- [Written problem 1]
Answer these questions from the IRCTC dividend text, one per line:
(a) What is the record date for the final dividend?
(b) On what date will IRCTC's shares turn ex-dividend?
(c) When is the company's 23rd annual general meeting scheduled?

- [Supplied passage]
────────────────────
IRCTC has set August 19 as the record date for determining the members entitled to receive the final dividend for the financial year 2021-22.

Last month, IRCTC in its regulatory filing said, the dividend, if declared at the AGM, will be paid within a period of 30 days from the conclusion of the AGM.

The record date and payment date for dividends are different. The record date is when the company takes a note of the eligible shareholders for the dividend benefit. While the dividend payment date comes after the approval in a company's annual general meeting. The ex-dividend date is the day before the record date.

Generally, to be eligible for dividends of a company, investors are needed to buy shares one or two days before the ex-dividend date. Investors who buy shares after the ex-dividend date will not be eligible for the shareholders.

IRCTC's shares will turn ex-dividend on August 18, the day before, record date August 19.

The company's 23rd annual general meeting is scheduled for August 26.

On May 30, the IRCTC board of directors recommended a final dividend of 1.50 per equity share at a face value of 2 each for the financial year FY22. This dividend is 75% of the paid-up share capital of 160 crore.
────────────────────
- [Input data]

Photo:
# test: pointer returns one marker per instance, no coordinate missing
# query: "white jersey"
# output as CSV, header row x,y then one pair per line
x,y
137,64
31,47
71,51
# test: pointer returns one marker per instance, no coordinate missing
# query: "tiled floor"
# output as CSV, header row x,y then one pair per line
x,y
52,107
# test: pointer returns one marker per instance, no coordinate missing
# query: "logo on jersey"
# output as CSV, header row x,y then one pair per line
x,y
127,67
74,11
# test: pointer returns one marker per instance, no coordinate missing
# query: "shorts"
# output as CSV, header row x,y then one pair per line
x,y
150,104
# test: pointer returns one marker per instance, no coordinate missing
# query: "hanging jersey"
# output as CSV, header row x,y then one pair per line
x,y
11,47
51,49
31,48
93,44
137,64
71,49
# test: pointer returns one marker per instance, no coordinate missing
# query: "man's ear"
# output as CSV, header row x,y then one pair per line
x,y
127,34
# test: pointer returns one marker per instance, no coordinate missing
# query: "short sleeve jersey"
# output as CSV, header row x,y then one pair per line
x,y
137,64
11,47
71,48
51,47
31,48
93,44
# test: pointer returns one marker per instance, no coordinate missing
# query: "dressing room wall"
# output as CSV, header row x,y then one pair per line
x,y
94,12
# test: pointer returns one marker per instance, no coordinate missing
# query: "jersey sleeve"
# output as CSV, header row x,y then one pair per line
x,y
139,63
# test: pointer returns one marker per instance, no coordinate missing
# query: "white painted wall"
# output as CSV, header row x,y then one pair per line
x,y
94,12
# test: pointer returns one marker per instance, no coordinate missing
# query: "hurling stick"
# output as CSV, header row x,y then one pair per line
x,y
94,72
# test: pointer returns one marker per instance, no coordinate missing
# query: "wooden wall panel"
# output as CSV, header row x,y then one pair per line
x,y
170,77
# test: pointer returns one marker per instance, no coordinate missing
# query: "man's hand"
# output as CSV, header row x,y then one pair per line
────────────────────
- [Written problem 2] Identify every line in the records above that contains the string "wall", matching case exactly.

- [Exercise response 1]
(a) August 19
(b) August 18
(c) August 26

- [Exercise response 2]
# query: "dressing room wall"
# query: "white painted wall"
# query: "wooden wall panel"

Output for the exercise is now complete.